READING PASSAGE:
In 1972 American chess master
Bobby Fischer and Russian champion Boris Spassky played a tournament in
Iceland. Ordinarily this would have been of little interest to any outside
the chess world.
But it was the Cold War, and
both the US and USSR decided to make the competition a symbol and
surrogate for the battle for world supremacy – having one man beat another
at a board game would be proof of – and a harbinger of – one system's
essential superiority over the other.
(The match, and the political
activity around it, was the inspiration for the Rice-ABBA musical Chess.)
The problem with
Morton-Smith's play is that many in the audience will come in knowing that
much, and the rest can read it all in the programme notes before the show.
And the same is true of the personalities of those involved.
You will either vaguely
remember or read in the programme that Spassky was a plodding and
methodical player who just happened to be very very good at the game,
while Fischer was a neurotic, paranoid, just-this-side-of-certifiable
nutcase who just happened to be very very good at the game.
And that's what the play
shows us. As Fischer, Robert Emms has the showier role, behaving like a
total diva, bouncing around the stage with manic energy, tossing furniture
and chessboards about, and generally being a mass of tics and twitches.
To establish the contrast,
director Annabelle Comyn has Ronan Raftery play Spassky as so calm,
businesslike and buttoned-down that he hardly seems to be there at all.
There are no insights or
nuances to either character, beyond a matched pair of speeches in which
each tells essentially the same story of discovering chess as a young
child as a refuge from an unhappy real life.

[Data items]
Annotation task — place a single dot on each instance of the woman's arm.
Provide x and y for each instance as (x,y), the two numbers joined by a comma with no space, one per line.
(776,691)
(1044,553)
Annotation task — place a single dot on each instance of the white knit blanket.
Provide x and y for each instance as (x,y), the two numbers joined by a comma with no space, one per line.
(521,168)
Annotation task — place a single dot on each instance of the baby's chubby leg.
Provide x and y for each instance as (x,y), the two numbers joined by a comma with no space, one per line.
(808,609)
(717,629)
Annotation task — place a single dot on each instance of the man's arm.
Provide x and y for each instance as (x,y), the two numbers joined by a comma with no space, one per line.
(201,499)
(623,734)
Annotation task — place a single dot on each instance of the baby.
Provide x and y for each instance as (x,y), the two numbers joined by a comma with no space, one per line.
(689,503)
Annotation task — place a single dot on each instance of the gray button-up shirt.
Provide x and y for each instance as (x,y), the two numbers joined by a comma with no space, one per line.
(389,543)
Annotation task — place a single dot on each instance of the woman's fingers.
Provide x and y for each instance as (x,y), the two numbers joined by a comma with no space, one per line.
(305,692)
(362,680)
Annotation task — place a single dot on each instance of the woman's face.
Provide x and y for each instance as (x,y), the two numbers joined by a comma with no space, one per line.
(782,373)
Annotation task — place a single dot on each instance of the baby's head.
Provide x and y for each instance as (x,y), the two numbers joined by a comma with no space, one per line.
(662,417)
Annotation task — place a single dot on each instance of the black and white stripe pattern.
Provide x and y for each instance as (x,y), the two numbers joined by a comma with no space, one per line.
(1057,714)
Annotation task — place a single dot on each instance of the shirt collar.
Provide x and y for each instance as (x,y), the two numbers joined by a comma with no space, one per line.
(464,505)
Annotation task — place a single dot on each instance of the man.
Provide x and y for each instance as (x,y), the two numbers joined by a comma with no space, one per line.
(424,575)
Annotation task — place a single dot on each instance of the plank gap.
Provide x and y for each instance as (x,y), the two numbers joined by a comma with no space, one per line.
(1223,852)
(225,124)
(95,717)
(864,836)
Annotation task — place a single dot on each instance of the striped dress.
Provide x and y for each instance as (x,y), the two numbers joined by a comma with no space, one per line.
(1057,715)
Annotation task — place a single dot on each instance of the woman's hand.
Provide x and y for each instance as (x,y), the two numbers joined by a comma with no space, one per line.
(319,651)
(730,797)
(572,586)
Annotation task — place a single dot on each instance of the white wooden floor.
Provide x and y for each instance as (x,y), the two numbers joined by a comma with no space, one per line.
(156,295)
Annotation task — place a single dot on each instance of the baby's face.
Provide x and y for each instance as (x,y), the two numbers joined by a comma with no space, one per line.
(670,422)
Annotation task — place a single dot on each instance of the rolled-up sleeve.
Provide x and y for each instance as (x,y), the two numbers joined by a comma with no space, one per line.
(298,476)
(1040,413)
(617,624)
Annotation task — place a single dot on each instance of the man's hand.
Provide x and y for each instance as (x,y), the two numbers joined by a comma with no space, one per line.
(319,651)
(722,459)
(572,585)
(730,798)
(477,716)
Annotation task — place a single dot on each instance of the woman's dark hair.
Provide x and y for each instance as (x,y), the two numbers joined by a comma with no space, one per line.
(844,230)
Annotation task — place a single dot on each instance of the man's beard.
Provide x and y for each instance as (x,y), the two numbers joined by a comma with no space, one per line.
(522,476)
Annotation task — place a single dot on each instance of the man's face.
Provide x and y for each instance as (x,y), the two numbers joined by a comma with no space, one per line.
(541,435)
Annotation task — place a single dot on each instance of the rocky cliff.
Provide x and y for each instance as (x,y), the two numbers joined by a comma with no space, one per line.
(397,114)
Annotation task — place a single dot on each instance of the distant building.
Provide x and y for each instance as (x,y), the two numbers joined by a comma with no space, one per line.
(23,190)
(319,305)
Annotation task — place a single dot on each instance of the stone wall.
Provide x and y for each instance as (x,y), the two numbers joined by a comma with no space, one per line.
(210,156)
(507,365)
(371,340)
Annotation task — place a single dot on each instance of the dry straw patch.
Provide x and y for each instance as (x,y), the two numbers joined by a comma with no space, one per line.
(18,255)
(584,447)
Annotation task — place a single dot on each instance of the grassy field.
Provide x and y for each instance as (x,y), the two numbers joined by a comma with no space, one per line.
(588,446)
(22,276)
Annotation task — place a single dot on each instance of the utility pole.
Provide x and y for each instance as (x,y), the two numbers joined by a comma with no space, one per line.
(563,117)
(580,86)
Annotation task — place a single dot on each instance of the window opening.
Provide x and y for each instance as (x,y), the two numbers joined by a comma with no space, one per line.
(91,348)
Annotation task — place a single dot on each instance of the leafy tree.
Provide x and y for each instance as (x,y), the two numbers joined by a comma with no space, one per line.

DIRECTION 1: In the theater review, why did a 1972 chess match in Iceland draw interest far beyond the chess world? Answer in one to three sentences.
DIRECTION 2: Pick up the theater review after its last sentence and keep writing in the same voice.
The data items above have nothing to do with what you're asked to do here.

FINAL RESULT 1: It was the Cold War, and both the US and the USSR made the match a symbol of and stand-in for their fight for world supremacy. One man beating another at the game was treated as proof, and an early sign, that one system was better than the other.

FINAL RESULT 2:
Neither does the play offer
us any insight into the psychology or even methodology of chess. The
actual games are seen only in mime, except for one striking sequence that
speeds up time so that each man goes through a game's worth of squirms and
fidgets in a minute, that moment giving a greater sense of the pressure
and tension of the match than anything else in the play.
It would have been nice if
playwright, director and actors had been able to give some sense of the
allure of the game, or have someone explain what was happening.
At one point we are told that
Fischer started one game appearing to be playing the 'King's Indian
opening' but switched to 'Modern Benoni,' disconcerting Spassky
sufficiently to break his concentration and cost him the game. It surely
would have helped to tell us what any of that meant or, at least, what it
is about chess that makes a move like that so affect an opponent.
Without much to tell us about
history or show us about the main characters, the play must look past
them, to each player's entourage of chess coaches and political minders.
And even here thee isn't much news or insight.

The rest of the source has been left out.